> PROBLEM
Render the records, from their beginning through the line containing "[530,301,900,462]", as a two-column CSV with the headers request and answer, one row per request, each value in a single quoted field with line breaks replaced by spaces. Leave the pictures out.

> DATA LISTING
# # #

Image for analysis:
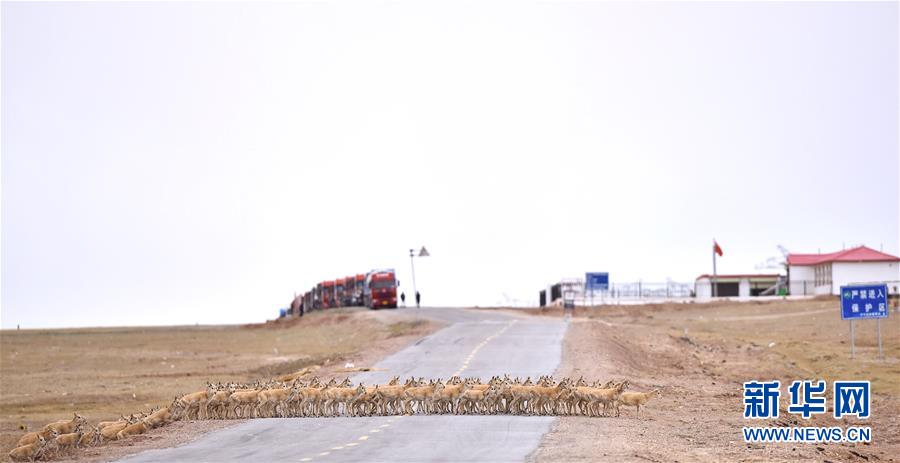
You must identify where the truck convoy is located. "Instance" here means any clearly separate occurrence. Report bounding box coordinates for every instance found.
[291,269,398,315]
[363,269,397,309]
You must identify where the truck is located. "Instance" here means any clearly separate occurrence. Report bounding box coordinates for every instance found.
[341,275,356,307]
[333,278,347,307]
[322,280,337,309]
[353,273,366,306]
[363,269,397,310]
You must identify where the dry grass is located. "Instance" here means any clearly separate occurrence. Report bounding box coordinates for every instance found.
[0,309,433,456]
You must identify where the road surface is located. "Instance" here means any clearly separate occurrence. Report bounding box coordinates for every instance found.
[122,308,566,463]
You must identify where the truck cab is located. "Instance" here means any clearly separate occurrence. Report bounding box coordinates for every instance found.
[364,270,397,310]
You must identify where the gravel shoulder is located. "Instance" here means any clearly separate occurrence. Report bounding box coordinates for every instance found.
[0,309,443,462]
[530,301,900,462]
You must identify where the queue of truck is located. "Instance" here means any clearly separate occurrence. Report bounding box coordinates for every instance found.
[288,269,398,315]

# # #

> COMPLETE ANSWER
request,answer
"Image for analysis: You must identify where the truck convoy is located. ""Instance"" here means any clearly separate occurrence. Report bounding box coordinates for every instance found.","[291,269,398,315] [363,269,397,309]"
"You must identify where the truck is located. ""Instance"" here means any clearly separate occurrence. Report bounding box coordinates for every instance found.","[341,275,356,307] [333,278,347,307] [322,280,337,309] [353,273,366,306] [363,269,397,310]"
"You must identify where the dry grass is located. ""Instance"" here means any clearly separate occurrence. Report bounding box coordinates for every instance found.","[0,309,433,456]"
"You must identify where the road surface is located. ""Instance"" here means any clearly separate occurrence. Report bounding box coordinates for every instance found.","[122,308,566,463]"
"You must identify where the truck cab is located. ""Instance"" here means any clearly separate occurrence. Report bounding box coordinates for every instance found.","[364,270,397,310]"
"You must identify where the gravel shoulder is located. ""Instance"" here means any clearly separate occurrence. Report bounding box coordinates for every instance found.","[0,309,443,462] [530,301,900,462]"